* [STATED TASK]:
A faithful transcription of all the data is required.

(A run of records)
------------------------------------
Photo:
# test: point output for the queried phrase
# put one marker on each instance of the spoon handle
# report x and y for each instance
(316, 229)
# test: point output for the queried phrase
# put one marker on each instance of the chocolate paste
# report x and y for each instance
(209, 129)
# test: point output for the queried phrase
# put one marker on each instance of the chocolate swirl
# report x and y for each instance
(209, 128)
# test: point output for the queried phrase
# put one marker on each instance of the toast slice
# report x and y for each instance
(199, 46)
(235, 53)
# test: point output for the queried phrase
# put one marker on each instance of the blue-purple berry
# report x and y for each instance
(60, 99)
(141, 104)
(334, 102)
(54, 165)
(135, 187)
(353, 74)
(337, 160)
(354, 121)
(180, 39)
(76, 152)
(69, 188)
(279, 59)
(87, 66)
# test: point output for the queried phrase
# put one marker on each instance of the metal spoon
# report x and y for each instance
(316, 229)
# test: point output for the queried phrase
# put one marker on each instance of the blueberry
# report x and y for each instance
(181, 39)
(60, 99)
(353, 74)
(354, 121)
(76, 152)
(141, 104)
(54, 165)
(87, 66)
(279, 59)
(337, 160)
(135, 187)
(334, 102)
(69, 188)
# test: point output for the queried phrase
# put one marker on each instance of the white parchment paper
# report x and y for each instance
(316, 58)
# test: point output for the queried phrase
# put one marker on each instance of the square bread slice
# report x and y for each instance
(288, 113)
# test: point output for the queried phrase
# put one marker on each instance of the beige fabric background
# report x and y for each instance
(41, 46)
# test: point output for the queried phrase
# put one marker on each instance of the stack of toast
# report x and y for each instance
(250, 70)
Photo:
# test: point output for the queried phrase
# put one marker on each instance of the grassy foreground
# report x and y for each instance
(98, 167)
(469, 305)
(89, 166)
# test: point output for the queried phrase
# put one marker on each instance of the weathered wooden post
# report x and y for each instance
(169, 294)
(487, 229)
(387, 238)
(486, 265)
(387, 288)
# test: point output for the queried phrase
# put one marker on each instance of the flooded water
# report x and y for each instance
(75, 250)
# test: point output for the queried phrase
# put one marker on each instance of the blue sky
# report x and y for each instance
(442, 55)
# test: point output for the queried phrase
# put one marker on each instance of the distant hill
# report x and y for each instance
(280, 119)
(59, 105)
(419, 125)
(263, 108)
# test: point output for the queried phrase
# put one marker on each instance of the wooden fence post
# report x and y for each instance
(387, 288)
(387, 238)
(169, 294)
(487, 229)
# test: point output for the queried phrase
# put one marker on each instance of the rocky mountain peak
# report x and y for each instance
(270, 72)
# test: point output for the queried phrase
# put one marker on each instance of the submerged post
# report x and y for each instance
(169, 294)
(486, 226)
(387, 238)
------------------------------------
* [OUTPUT FOR THIS EXERCISE]:
Photo:
# test: point output for the queried phrase
# put one marker on each instance of the spoon handle
# report x and y for each instance
(316, 229)
# test: point output for the queried phrase
# put one marker on each instance of the chocolate paste
# report x and y for each instance
(209, 129)
# test: point output for the queried phrase
# put one marker on each instance of the chocolate swirl
# report x and y for each instance
(209, 128)
# test: point output for the queried phrase
# put one marker on each instance of the toast slice
# report x and y for each instance
(199, 46)
(235, 53)
# test: point output for the queried phrase
# put one marker on each instance of the blue-purple berry
# report x and y for each instance
(60, 99)
(141, 104)
(334, 102)
(54, 165)
(135, 187)
(353, 74)
(337, 160)
(354, 121)
(180, 39)
(76, 152)
(69, 188)
(279, 59)
(87, 66)
# test: point output for the queried phrase
# put one marker on each instance of the metal spoon
# report x and y for each instance
(316, 229)
# test: point output for the queried phrase
# put one marker on each instance of the blueberry
# report x and y for each instance
(181, 39)
(60, 99)
(353, 74)
(354, 121)
(76, 152)
(141, 104)
(54, 165)
(87, 66)
(279, 59)
(337, 160)
(135, 187)
(334, 102)
(69, 188)
# test: point output for the queried phrase
# put one marker on each instance of the white parchment paper
# report x and y for each instance
(316, 58)
# test: point output for the queried phrase
# put one marker on each instance of the square bread slice
# report x and y for each instance
(288, 113)
# test: point output for the queried phrase
# put one marker on each instance of the beige fabric background
# report x and y for each instance
(41, 46)
# test: point output for the queried phrase
# put one marker on each instance of the stack of toast
# report x and y for each instance
(250, 70)
Photo:
# test: point output for the queried phrase
# put one marker on each instance of the grassy foreground
# report x and y for each instance
(98, 167)
(469, 305)
(89, 166)
# test: point output for the queried phrase
# put one marker on each instance of the weathered wooden post
# report x and y for each instance
(169, 294)
(487, 229)
(387, 238)
(486, 265)
(387, 288)
# test: point output for the queried phrase
# put one marker on each instance of the flooded water
# report x and y for each instance
(75, 250)
# test: point output for the queried phrase
# put one marker on each instance of the blue sky
# report x and y for each instance
(442, 55)
# test: point output for the queried phrase
# put one marker on each instance of the distant hill
# report x and y for each instance
(280, 119)
(59, 105)
(419, 125)
(263, 108)
# test: point output for the queried phrase
# put one marker on each instance of the wooden fence post
# report x and y for each instance
(387, 288)
(387, 238)
(169, 294)
(487, 229)
# test: point output for the queried phrase
# put one marker on each instance of the rocky mountain peak
# report x and y for each instance
(270, 72)
# test: point output for the queried phrase
# put one marker on each instance of the submerged post
# report x and y for each instance
(169, 294)
(486, 226)
(387, 238)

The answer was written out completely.